### Your objective
Every record that follows is to be copied exactly, with the pictures omitted.

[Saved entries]

= Beginning of Section =

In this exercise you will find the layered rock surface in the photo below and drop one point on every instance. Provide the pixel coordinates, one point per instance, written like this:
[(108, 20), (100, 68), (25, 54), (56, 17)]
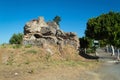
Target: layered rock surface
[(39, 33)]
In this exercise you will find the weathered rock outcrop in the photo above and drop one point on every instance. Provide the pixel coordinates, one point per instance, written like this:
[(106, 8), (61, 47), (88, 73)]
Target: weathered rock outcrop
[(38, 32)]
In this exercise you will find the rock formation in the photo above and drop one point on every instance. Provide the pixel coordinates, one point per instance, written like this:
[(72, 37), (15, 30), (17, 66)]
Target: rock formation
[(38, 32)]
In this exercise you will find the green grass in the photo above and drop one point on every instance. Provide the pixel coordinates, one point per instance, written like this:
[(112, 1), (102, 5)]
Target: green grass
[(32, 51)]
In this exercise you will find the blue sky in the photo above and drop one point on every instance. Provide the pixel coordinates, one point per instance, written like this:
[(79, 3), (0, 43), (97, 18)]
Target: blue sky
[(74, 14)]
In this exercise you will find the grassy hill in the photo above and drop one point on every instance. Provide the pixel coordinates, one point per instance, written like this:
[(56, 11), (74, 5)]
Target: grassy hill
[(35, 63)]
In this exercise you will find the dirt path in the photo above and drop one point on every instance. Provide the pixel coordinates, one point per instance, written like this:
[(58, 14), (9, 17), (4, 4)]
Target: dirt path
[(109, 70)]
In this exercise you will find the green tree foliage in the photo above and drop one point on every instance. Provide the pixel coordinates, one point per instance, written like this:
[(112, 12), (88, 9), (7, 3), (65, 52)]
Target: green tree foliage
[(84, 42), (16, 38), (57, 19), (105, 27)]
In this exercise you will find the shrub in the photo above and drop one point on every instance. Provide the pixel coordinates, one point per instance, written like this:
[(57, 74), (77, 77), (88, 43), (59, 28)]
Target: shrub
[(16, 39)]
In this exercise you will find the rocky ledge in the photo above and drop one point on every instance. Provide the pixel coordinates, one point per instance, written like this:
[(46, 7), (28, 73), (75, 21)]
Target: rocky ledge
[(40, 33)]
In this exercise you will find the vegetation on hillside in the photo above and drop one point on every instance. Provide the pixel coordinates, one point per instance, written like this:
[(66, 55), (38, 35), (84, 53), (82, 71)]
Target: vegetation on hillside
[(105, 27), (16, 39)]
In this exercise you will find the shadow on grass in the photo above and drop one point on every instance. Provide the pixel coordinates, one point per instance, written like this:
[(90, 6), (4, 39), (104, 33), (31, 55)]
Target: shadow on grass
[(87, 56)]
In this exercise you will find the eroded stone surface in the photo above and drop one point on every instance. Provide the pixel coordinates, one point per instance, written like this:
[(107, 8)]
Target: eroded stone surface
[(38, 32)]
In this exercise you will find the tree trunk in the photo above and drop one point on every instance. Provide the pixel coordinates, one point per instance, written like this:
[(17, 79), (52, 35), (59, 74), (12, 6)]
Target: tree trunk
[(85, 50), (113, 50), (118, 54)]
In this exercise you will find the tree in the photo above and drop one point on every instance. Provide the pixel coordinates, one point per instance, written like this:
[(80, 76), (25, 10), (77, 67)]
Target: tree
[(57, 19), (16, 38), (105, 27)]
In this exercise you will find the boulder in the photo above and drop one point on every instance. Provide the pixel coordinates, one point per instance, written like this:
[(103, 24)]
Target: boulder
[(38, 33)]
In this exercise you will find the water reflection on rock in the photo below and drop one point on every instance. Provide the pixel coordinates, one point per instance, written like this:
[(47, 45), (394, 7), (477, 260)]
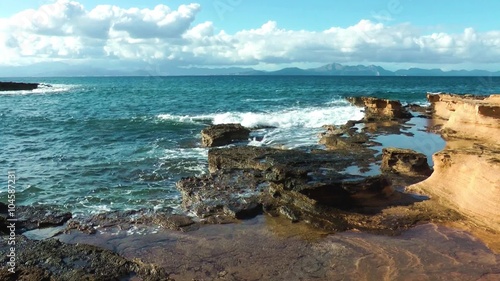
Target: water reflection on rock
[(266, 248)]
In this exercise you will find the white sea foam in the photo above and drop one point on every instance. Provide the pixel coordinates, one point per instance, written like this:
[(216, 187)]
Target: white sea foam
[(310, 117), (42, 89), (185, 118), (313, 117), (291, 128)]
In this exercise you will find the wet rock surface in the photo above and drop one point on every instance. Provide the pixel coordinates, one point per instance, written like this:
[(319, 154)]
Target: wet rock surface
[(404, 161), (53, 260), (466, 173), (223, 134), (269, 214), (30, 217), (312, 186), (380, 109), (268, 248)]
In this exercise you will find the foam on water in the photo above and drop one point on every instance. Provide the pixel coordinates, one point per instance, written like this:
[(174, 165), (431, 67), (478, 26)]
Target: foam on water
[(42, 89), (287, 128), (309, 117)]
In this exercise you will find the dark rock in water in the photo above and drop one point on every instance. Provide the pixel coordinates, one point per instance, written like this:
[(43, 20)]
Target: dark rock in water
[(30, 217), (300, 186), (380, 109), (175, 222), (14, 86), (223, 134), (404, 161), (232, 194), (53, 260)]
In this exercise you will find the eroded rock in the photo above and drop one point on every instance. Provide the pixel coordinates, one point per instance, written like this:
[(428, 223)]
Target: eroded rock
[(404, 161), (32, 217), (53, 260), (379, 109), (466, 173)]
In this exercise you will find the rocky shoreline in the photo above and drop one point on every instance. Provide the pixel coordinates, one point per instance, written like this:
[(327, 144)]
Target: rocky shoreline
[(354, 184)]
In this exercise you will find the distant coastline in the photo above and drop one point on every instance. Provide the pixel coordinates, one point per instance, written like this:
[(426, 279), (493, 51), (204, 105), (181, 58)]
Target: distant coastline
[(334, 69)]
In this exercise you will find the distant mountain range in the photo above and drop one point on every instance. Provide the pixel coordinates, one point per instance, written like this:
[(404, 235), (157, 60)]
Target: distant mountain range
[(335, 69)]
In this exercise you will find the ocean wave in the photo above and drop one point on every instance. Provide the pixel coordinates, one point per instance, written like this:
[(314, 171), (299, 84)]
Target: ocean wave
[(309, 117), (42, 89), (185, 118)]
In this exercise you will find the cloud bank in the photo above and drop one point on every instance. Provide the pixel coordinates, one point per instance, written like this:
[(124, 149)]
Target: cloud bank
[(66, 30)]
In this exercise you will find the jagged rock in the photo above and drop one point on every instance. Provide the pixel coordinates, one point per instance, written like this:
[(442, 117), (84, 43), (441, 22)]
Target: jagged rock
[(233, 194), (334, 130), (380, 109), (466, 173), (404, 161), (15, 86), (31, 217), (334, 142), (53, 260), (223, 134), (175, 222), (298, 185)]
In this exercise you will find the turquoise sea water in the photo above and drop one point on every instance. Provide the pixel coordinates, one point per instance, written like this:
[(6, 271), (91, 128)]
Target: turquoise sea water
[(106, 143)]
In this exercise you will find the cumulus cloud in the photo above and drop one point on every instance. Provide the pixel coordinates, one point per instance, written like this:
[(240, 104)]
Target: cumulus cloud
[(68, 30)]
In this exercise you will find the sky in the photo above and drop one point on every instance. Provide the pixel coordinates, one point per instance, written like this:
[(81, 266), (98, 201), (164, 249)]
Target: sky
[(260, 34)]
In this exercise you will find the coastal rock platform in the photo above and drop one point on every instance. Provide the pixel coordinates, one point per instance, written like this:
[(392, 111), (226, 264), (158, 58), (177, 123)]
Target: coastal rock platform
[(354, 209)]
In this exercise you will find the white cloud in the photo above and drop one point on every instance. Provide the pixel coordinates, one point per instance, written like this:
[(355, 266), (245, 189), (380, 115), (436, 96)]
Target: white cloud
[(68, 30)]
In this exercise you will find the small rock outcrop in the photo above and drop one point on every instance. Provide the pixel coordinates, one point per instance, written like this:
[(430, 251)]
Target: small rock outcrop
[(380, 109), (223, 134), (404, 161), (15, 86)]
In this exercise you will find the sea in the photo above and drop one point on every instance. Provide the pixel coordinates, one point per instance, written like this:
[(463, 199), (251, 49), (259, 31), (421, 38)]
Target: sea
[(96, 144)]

= End of Section =

### Answer below
In this exercise you will find the layered rock surface in the photo below and drop one point on every instance. Provide the pixel coordinates, one point per instance, written like this:
[(108, 20), (100, 68), (25, 54), (56, 17)]
Target: layered rock surface
[(39, 33)]
In this exercise you will find the weathered rock outcrop in the photo above and drop one point on every instance. Provide the pixel coordinates, one point per instance, written like this:
[(106, 8), (61, 47), (88, 73)]
Target: weathered rock outcrop
[(38, 32)]
In this exercise you will find the rock formation in the photo above and drop one point on every instance. Provide the pixel coordinates, one point per instance, written like this:
[(72, 37), (15, 30), (17, 66)]
Target: rock formation
[(38, 32)]
In this exercise you will find the green grass in the photo above and drop one point on every instance. Provide the pixel coordinates, one point per instance, written like this:
[(112, 1), (102, 5)]
Target: green grass
[(32, 51)]
In this exercise you will find the blue sky in the photo above and drop one point on every instance. Provide the pixel coordinates, one point per instance, written like this:
[(79, 3), (0, 43), (97, 18)]
Target: blue sky
[(74, 14)]
In this exercise you will find the grassy hill in the photo above and drop one point on every instance. Provide the pixel coordinates, one point per instance, written like this:
[(56, 11), (74, 5)]
Target: grassy hill
[(35, 63)]
In this exercise you will find the dirt path in the photo above and drop one point on every instance. Provide the pixel coordinates, one point per instance, written like this:
[(58, 14), (9, 17), (4, 4)]
Target: dirt path
[(109, 70)]
In this exercise you will find the green tree foliage in the photo above and drop one point on every instance. Provide the pixel coordinates, one point per instance, written like this:
[(112, 12), (88, 9), (7, 3), (65, 52)]
Target: green tree foliage
[(84, 42), (16, 38), (57, 19), (105, 27)]
In this exercise you will find the shrub in the photo above and drop one point on every instance. Provide the pixel coordinates, one point per instance, written like this:
[(57, 74), (77, 77), (88, 43), (59, 28)]
Target: shrub
[(16, 39)]
In this exercise you will find the rocky ledge in the photo above and drop one point on every instance. Provide the pixel coordinates, one point per instance, written like this:
[(46, 7), (28, 73), (75, 21)]
Target: rocky ledge
[(40, 33)]
In this exercise you will find the vegetation on hillside in the photo above and drop one point on every instance. Provide the pixel coordinates, one point per instance, written like this:
[(66, 55), (38, 35), (84, 53), (82, 71)]
Target: vegetation on hillside
[(105, 27), (16, 39)]
In this exercise you will find the shadow on grass in the photo above and drop one point on every instance. Provide the pixel coordinates, one point per instance, written like this:
[(90, 6), (4, 39), (104, 33), (31, 55)]
Target: shadow on grass
[(87, 56)]
In this exercise you will find the eroded stone surface in the photo above and drop one point on every instance. Provide the pixel coordinates, one point per instance, written like this:
[(107, 8)]
Target: eroded stone surface
[(38, 32)]
In this exercise you will find the tree trunk in the photo above and drop one point on every instance. Provide the pixel coordinates, one point per instance, written like this:
[(17, 79), (52, 35), (59, 74), (12, 6)]
Target: tree trunk
[(85, 50), (113, 50), (118, 54)]
In this exercise you will find the tree in the photo above and drop one point on every instance. Provide the pixel coordinates, one point per instance, written like this:
[(80, 76), (25, 10), (77, 67)]
Target: tree
[(57, 19), (16, 38), (105, 27)]
In this exercise you will find the boulder in the photo above and drop one point on every instance. Provide the pixel coordinates, one point per instance, written like this:
[(103, 24)]
Target: boulder
[(38, 33)]
In this exercise you will find the water reflection on rock in the photo below and drop one point on every instance. Provide the pixel coordinates, one point per instance, written like this:
[(47, 45), (394, 7), (477, 260)]
Target: water reflection on rock
[(266, 248)]
In this exercise you will find the white sea foam in the photo above and drop one point on every instance. Provide the pixel coordinates, one point per instance, written like this:
[(216, 187)]
Target: white sea foam
[(310, 117), (42, 89), (185, 118), (313, 117), (291, 128)]
In this exercise you will find the wet rock surface in the photo above and drop one point on every instance. Provide the pixel coordinates, one point per instance, written like this:
[(319, 154)]
Target: wet rock surface
[(404, 161), (53, 260), (466, 173), (223, 134), (269, 214), (30, 217), (312, 186), (380, 109), (268, 248)]
In this exercise you will find the foam on water in the photo above and drop one point on every instance. Provide the pixel coordinates, one point per instance, written like this:
[(174, 165), (431, 67), (478, 26)]
Target: foam on water
[(42, 89), (287, 128), (309, 117)]
In this exercise you will find the dark rock in water in the photo above and drop one point on every instance. Provide the pixel coordinates, one point per instance, written like this:
[(43, 20)]
Target: dark rock in water
[(30, 217), (300, 186), (380, 109), (175, 222), (14, 86), (223, 134), (404, 161), (232, 194), (53, 260)]
In this exercise you will find the eroded rock in the photo above and drop one point on every instance. Provide the pixel coordinates, one point per instance, written like this:
[(428, 223)]
Target: eroded rock
[(404, 161), (32, 217), (53, 260), (379, 109), (466, 173)]
In this exercise you will find the rocky shoreline in the photo above and drop one point on every instance. Provide the pixel coordinates, one point per instance, written like this:
[(327, 144)]
Target: rocky shoreline
[(354, 184)]
In this exercise you will find the distant coastline in the photo above and drop one point on every instance. Provide the pixel coordinates, one point per instance, written like this:
[(426, 279), (493, 51), (204, 105), (181, 58)]
Target: distant coastline
[(334, 69)]
In this exercise you will find the distant mountain range in the photo above and drop one point on every instance. Provide the pixel coordinates, one point per instance, written like this:
[(404, 235), (157, 60)]
Target: distant mountain range
[(335, 69)]
In this exercise you will find the ocean wave in the photo above and drop one point on every instance. Provide the pixel coordinates, one point per instance, written like this:
[(314, 171), (299, 84)]
Target: ocean wave
[(309, 117), (42, 89), (185, 118)]
In this exercise you will find the cloud bank in the photo above and drop one point on every instance. Provide the pixel coordinates, one point per instance, written like this:
[(124, 149)]
Target: cloud bank
[(66, 30)]
In this exercise you will find the jagged rock in the photo above and drop one point on every instance. Provide the pixel coordinates, one point per instance, written like this:
[(442, 117), (84, 43), (441, 22)]
Target: jagged rock
[(233, 194), (334, 130), (380, 109), (466, 173), (404, 161), (15, 86), (31, 217), (334, 142), (53, 260), (223, 134), (175, 222), (298, 185)]
In this exercise you will find the turquoise sea water in the photo above and drop one point on every instance. Provide the pixel coordinates, one point per instance, written like this:
[(6, 271), (91, 128)]
Target: turquoise sea water
[(106, 143)]
In this exercise you will find the cumulus cloud in the photo above and drop one point on every instance. Provide the pixel coordinates, one point per instance, written like this:
[(240, 104)]
Target: cumulus cloud
[(68, 30)]
In this exercise you will find the sky in the photo above and drop one point on every instance. Provide the pixel coordinates, one point per instance, written like this:
[(81, 266), (98, 201), (164, 249)]
Target: sky
[(260, 34)]
In this exercise you will find the coastal rock platform in the photo above and drop one point on every instance. Provide the pixel coordinates, one point per instance, written like this:
[(392, 111), (226, 264), (158, 58), (177, 123)]
Target: coastal rock platform
[(354, 209)]
In this exercise you will find the white cloud in the photo above and drop one point on every instance. Provide the pixel coordinates, one point per instance, written like this:
[(355, 266), (245, 189), (380, 115), (436, 96)]
Target: white cloud
[(68, 30)]
In this exercise you will find the small rock outcrop in the photo above and drop one point on every instance. Provide the pixel coordinates, one point per instance, written like this:
[(430, 251)]
Target: small rock outcrop
[(380, 109), (223, 134), (404, 161), (15, 86)]
In this exercise you will find the sea in the photo above and drop one point on every instance. Provide the pixel coordinates, one point per instance, written like this:
[(463, 199), (251, 49), (259, 31), (421, 38)]
Target: sea
[(96, 144)]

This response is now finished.